Goal of the exercise: Reproduce the listing below exactly, minus its pictures.

Given data:
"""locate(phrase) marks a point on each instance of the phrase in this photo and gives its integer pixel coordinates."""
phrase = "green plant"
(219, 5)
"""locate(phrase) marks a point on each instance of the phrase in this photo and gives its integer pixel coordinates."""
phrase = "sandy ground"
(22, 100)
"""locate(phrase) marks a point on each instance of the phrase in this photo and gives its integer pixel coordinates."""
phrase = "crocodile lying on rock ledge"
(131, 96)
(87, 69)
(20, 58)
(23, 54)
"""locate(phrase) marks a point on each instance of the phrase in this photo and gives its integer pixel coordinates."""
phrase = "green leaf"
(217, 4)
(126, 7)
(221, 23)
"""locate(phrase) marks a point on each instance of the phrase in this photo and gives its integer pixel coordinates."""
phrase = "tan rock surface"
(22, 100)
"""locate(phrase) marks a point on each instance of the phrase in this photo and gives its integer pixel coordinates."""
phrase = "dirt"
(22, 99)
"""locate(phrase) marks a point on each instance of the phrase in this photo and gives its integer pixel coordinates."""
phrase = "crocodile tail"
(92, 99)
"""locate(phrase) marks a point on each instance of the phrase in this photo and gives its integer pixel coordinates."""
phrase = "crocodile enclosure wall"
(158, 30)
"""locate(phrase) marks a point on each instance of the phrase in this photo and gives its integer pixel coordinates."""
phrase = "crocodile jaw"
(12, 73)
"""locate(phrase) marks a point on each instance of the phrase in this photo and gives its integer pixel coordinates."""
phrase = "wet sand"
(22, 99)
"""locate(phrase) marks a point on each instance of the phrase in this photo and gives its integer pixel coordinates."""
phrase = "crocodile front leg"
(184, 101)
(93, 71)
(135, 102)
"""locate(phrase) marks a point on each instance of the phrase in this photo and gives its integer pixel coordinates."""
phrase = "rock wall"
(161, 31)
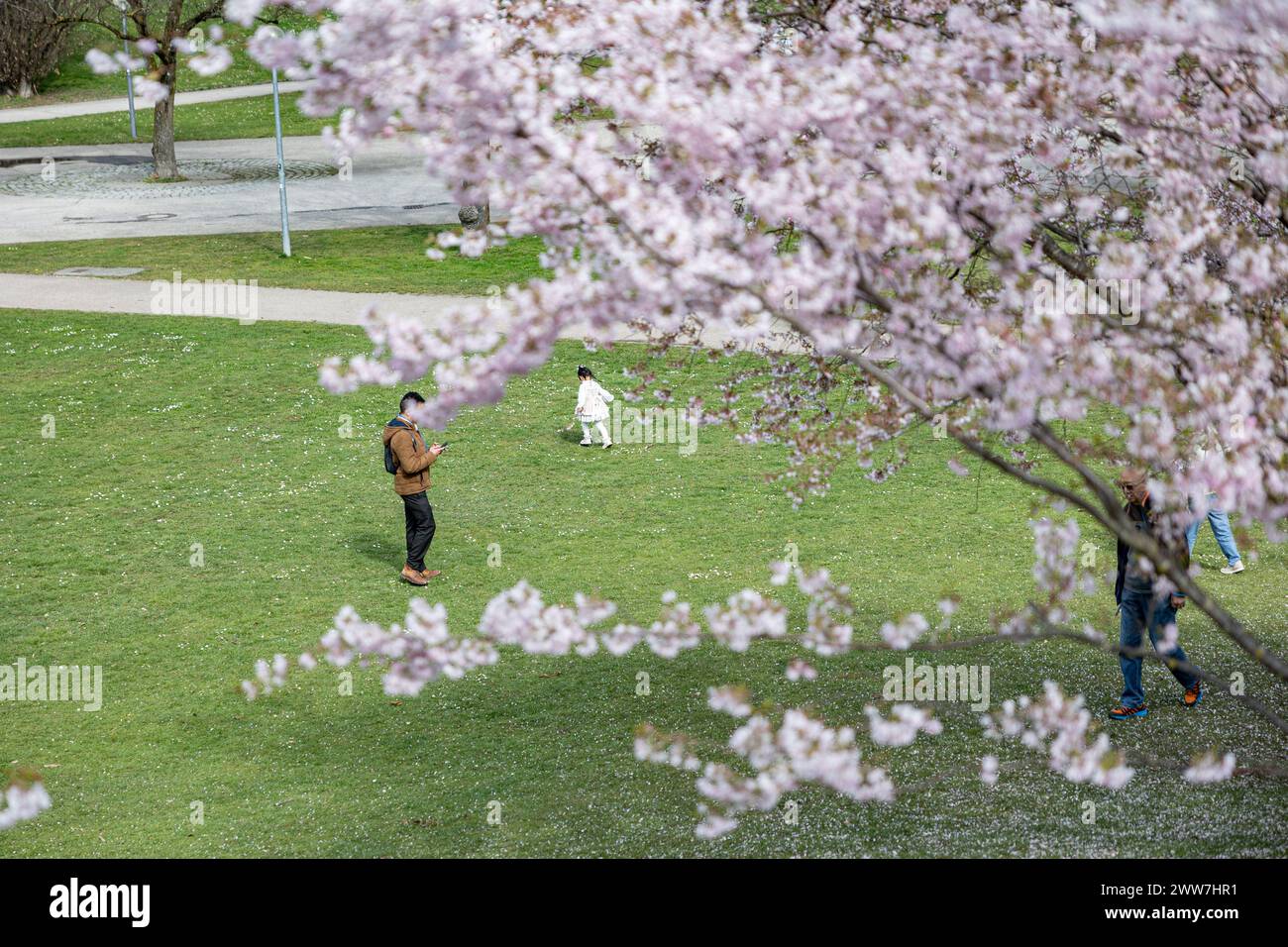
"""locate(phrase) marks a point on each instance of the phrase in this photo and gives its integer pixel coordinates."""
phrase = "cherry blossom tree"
(991, 217)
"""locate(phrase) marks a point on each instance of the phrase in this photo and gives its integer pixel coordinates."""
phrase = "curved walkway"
(65, 110)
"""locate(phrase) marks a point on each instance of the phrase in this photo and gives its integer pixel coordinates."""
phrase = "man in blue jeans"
(1141, 608)
(1224, 536)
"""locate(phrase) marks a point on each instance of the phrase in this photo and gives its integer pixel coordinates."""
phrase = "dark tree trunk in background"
(163, 163)
(475, 217)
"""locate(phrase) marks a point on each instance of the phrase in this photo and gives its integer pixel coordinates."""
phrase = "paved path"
(65, 110)
(77, 192)
(98, 294)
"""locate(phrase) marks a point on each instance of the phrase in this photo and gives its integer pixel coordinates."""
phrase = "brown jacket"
(412, 457)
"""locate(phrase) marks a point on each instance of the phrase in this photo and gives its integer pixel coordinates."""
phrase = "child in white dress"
(591, 406)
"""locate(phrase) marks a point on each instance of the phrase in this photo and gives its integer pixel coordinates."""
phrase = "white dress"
(592, 402)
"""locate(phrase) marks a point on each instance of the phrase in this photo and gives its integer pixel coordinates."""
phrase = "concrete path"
(141, 296)
(64, 110)
(80, 192)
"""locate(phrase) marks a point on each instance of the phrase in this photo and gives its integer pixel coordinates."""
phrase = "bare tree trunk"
(475, 217)
(163, 163)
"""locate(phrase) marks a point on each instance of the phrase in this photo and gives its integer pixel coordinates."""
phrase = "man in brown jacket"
(408, 459)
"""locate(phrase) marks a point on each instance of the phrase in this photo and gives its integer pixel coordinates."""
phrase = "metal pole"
(129, 80)
(281, 170)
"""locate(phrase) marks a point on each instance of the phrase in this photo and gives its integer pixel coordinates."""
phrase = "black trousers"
(420, 528)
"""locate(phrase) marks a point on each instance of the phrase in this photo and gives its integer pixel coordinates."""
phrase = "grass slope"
(76, 81)
(201, 121)
(175, 432)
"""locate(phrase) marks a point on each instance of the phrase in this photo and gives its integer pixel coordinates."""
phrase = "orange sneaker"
(410, 575)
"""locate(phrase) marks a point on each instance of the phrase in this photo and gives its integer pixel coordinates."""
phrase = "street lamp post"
(273, 31)
(281, 170)
(129, 80)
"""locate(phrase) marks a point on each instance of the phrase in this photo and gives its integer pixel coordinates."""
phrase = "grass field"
(369, 260)
(198, 121)
(176, 432)
(76, 81)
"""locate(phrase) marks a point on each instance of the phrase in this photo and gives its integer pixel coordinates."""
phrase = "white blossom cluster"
(1210, 768)
(1061, 727)
(413, 654)
(802, 750)
(24, 800)
(745, 617)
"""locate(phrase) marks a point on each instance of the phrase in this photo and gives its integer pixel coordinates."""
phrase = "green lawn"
(201, 121)
(175, 432)
(373, 260)
(76, 81)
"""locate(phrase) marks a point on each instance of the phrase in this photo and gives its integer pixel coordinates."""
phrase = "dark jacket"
(1145, 514)
(411, 455)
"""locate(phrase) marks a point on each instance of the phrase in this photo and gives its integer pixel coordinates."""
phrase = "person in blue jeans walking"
(1141, 608)
(1224, 536)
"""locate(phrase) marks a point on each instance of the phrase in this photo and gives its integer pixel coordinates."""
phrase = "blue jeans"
(1220, 528)
(1141, 609)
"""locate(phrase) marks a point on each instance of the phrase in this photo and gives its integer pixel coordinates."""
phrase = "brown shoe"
(410, 575)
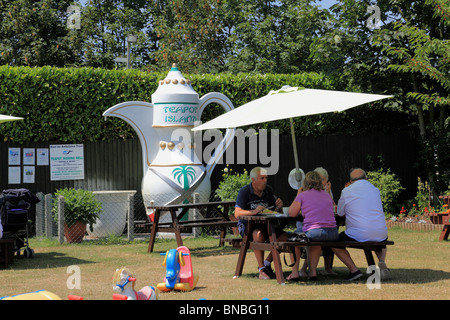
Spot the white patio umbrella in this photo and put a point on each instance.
(290, 102)
(4, 118)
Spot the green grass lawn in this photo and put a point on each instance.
(419, 263)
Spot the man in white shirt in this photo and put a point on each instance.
(361, 205)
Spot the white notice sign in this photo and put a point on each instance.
(66, 162)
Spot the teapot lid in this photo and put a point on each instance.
(175, 82)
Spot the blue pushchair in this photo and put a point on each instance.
(14, 213)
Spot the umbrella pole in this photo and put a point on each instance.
(294, 148)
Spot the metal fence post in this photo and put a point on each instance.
(196, 214)
(61, 219)
(48, 216)
(130, 222)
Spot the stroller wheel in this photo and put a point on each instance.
(28, 253)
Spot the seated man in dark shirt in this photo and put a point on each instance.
(251, 200)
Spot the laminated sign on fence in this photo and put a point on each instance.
(66, 162)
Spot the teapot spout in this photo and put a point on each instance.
(139, 115)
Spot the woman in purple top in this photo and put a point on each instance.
(319, 224)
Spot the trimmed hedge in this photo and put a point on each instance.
(66, 104)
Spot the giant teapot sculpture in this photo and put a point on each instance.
(172, 171)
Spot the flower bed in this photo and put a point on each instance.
(414, 225)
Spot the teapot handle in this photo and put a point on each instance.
(227, 105)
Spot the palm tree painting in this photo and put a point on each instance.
(185, 172)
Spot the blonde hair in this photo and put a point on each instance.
(322, 172)
(257, 170)
(312, 181)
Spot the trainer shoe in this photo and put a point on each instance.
(269, 272)
(353, 276)
(385, 273)
(263, 275)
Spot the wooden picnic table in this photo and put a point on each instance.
(272, 221)
(274, 246)
(176, 225)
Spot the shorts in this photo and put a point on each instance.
(344, 237)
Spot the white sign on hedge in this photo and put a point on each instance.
(66, 162)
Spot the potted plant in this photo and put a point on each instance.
(80, 209)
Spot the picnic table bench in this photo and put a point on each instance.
(446, 229)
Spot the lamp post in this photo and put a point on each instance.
(131, 38)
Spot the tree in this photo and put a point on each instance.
(191, 33)
(420, 50)
(105, 26)
(35, 33)
(275, 36)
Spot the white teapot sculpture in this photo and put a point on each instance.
(172, 171)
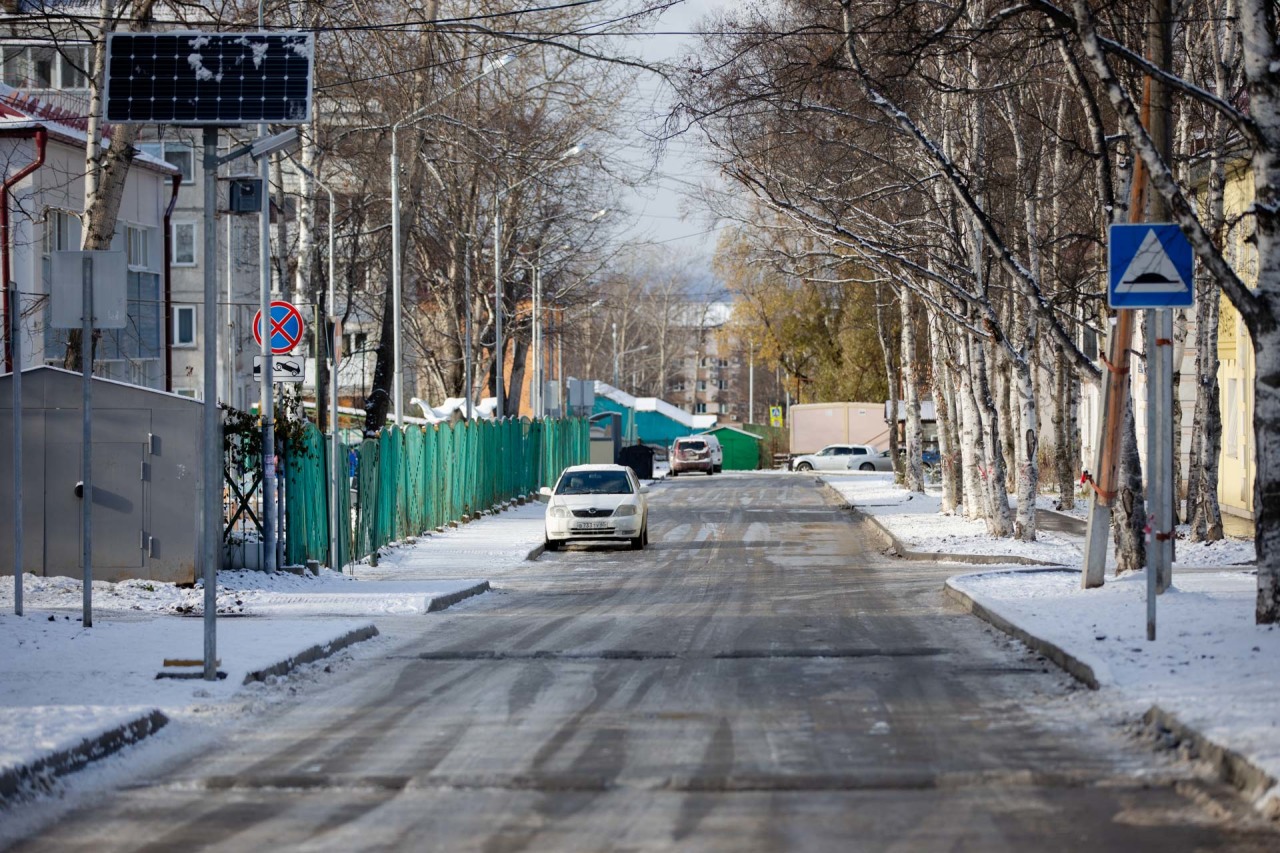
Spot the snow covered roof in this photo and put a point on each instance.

Exercise solution:
"""locate(phrase) marks a point on each instance of the phrase in this photo and gives its integer pixel coordinates."""
phrase = "green plant"
(219, 5)
"""locate(phrase) marks a point on each instance of the phrase in this photo and gives its integer pixel coordinates."""
phrase = "sandy ground"
(22, 100)
"""locate(phrase) marks a point on each instance of the phrase in this photo and gives its integer pixel coordinates."""
phrase = "crocodile lying on rock ledge"
(131, 96)
(87, 69)
(20, 58)
(23, 54)
"""locate(phrase) marks a point on each instance of the phrase in this photo and gives its integer pixel coordinates."""
phrase = "green leaf"
(217, 4)
(126, 7)
(221, 23)
"""locate(phrase) marks a point on each instance of the phrase in this photo and gives its integer pixel coordinates."""
phrase = "tan rock surface"
(22, 100)
"""locate(phrase) marks a point on each instance of the phrase in this photo and gives its integer pixel coordinates."""
phrase = "dirt"
(22, 99)
"""locate(phrase) marks a point on each instance of the phrase in this photo and gives its integer pixel coordinates."""
phrase = "crocodile tail"
(92, 99)
"""locate(phrase) marks a point on each instance of the phrase in this photo and gives its integer pixel coordinates."""
phrase = "crocodile enclosure wall"
(158, 30)
"""locate(phrase) marks a point on each instance of the phrase in this photo and gives its integer pixel coordinates."""
phrase = "crocodile jaw"
(12, 73)
"""locate(phrase) marks a point on each instance of the phrase in this photo and gives its integer pixel coordinates."""
phrase = "wet sand"
(22, 99)
"""locate(phrase) marks a point on each instance of the phrase in this photo and gives its integer pixel coordinates."""
phrase = "crocodile front leg"
(184, 101)
(93, 71)
(135, 102)
"""locate(phrase) marks a point on each instance of the phrase in this photo and gives its integer pixel coordinates."""
phrase = "rock wall"
(161, 31)
"""locate(phrase) marks a point on each instance of the phrase in this photo and gives its integer pixel coordinates."""
phrase = "cherry blossom tree"
(991, 217)
"""locate(phrase) marks a point on each instance of the phrase in this photo and gives its integer pixel coordinates."""
phrase = "curved walkway"
(65, 110)
"""locate(phrase) marks a point on each instance of the phrase in this photo and gives its integer pixel coordinates."""
phrase = "man in blue jeans"
(1141, 608)
(1224, 536)
"""locate(phrase) marks a point on each instance of the phrase in this photo and gives its integer pixel coordinates."""
phrase = "dark tree trunk in background"
(163, 163)
(475, 217)
"""locate(phrase) marks a point on each instance of the phrase in this photo and gives its integer pixel coordinates."""
phrase = "paved path"
(65, 110)
(77, 192)
(98, 294)
"""locate(phrase) marks a point on each instance of the phrase in this photo and gives its integer pixel coordinates."""
phrase = "brown jacket"
(412, 457)
"""locate(phrase) marks a point on each instance of the phrase in this photo and gives its integer pixel coordinates."""
phrase = "child in white dress"
(591, 406)
"""locate(phrase) marks a point on each instance of the phrase in this photo and gives its integer pixel coordinates."""
phrase = "white dress"
(592, 402)
"""locate(phrase) marks a point on each instance of the phrase in this photo and gives its integer pixel coordinates."""
phrase = "concrete path"
(141, 296)
(64, 110)
(80, 192)
"""locate(phrase) marks a point on each instance of the phrase in this photo and gives its integer pixel coordinates."""
phrase = "bare tree trunk"
(475, 217)
(163, 163)
"""locate(phrase) marks a point on each instance of the phrase in this photo and gives its integer pixel coordinates."""
phrase = "man in brown jacket"
(408, 459)
"""locate(phrase) marks a point on each instance of the phrase in this photo and gives its integer pixel coordinates."""
phrase = "metal pole"
(129, 80)
(281, 170)
"""locate(phrase) marks a point on each instance of the phrase in this photo and gives its integer pixel coordinates."""
phrase = "black trousers"
(420, 528)
"""locate(phrase) marks a point on each instance of the phrase in this photo and gives its integer pixel coordinates."""
phrase = "grass slope"
(76, 81)
(201, 121)
(175, 432)
"""locate(phrase) marks a point on each instance of the phrase in this photo and gives its integer pixel coordinates."""
phrase = "orange sneaker"
(410, 575)
"""locate(phrase) marks a point on each instance of the phrase in this photo and gives its integer pixel coordinates."""
phrase = "street lamp post"
(273, 31)
(281, 170)
(129, 80)
"""locate(phrase) marks a point on each instance of the phrase in this photo and gives its integer pixel coordinates."""
phrase = "grass field"
(369, 260)
(198, 121)
(176, 432)
(76, 81)
"""locate(phrase) marks a point on each instance of the phrase in this photo and gives its integer pixel coordinates."""
phrase = "white blossom cluster"
(1210, 768)
(1061, 727)
(413, 654)
(802, 750)
(24, 800)
(745, 617)
"""locate(phrase) marks a point on each instance of the phrase in this photo and gives its integer pixel coordinates."""
phrase = "green lawn"
(201, 121)
(175, 432)
(373, 260)
(76, 81)
"""locate(phrase) marks a point on each instance of the phrase in this photo and gives its integer pixel coordinates."""
phrase = "dark jacket"
(1145, 514)
(411, 455)
"""locate(phrase) marks a point on each instance of the phrase in this photo and gives its integer pixel coordinates."""
phrase = "person in blue jeans walking"
(1141, 608)
(1224, 536)
"""locate(phrase) marks a point on each instance of the phrase in this photo and gives its integer pixel coordinates."""
phrase = "blue jeans"
(1220, 528)
(1141, 609)
"""locate(phrase) marks a point on each instance of the phrase in this photo and gives its integer pixel coordinates."""
phrase = "brown shoe"
(410, 575)
Spot the white patio umbrella in this photo and put a point on each instance.
(290, 102)
(4, 118)
Spot the green grass lawn in this photo and put a point on each instance.
(419, 263)
Spot the man in white shirt in this photo and put a point on each instance.
(361, 205)
Spot the white notice sign in this photo and put a point on each instance.
(66, 162)
Spot the teapot lid in this photo and put a point on each instance.
(175, 82)
Spot the blue pushchair in this photo and put a point on each instance.
(14, 213)
Spot the umbrella pole in this photo and put a point on each instance.
(294, 148)
Spot the metal fence post in this photo and put a point on each instance.
(196, 214)
(61, 219)
(48, 216)
(130, 222)
Spot the stroller wheel in this photo and put a point on each instance.
(28, 253)
Spot the seated man in dark shirt in this photo and put a point on each instance.
(251, 200)
Spot the laminated sign on fence in this photo and put a point on each instance.
(66, 162)
Spot the teapot spout in this photo and put a point on each instance.
(139, 115)
Spot the woman in purple top in this photo and put a point on each instance.
(319, 224)
Spot the trimmed hedge in this photo and put a point on each instance.
(66, 104)
Spot the giant teapot sculpture in this photo and put a point on each instance.
(172, 171)
Spot the flower bed in this photo and put a point on each instance.
(414, 225)
Spot the teapot handle in this photo and put a point on each instance.
(227, 105)
Spot the palm tree painting in this photo and put a point on each instance.
(185, 172)
Spot the blonde hair in this photo and put a point on each instance.
(322, 172)
(257, 170)
(312, 181)
Spot the trainer shoe in this photo and put a point on each instance.
(269, 272)
(353, 276)
(385, 273)
(263, 275)
Spot the wooden picnic table in this photo and put a point on each instance.
(272, 221)
(274, 246)
(176, 225)
Spot the shorts in this photo and put a point on each instance.
(344, 237)
Spot the white sign on hedge in this photo and put a point on each instance.
(66, 162)
Spot the potted plant in this photo and put a point on each instance.
(80, 209)
Spot the picnic table bench in this photo and put a point on each instance.
(446, 229)
Spot the lamp post in this photo and put a point on each instance.
(131, 38)
Spot the tree in this photo and put a point on each instance.
(191, 33)
(420, 50)
(105, 26)
(35, 33)
(275, 36)
Spot the white teapot sculpture in this photo and put a point on each instance.
(172, 171)
Spot the snow covered roof in this photo and put a point on each instance.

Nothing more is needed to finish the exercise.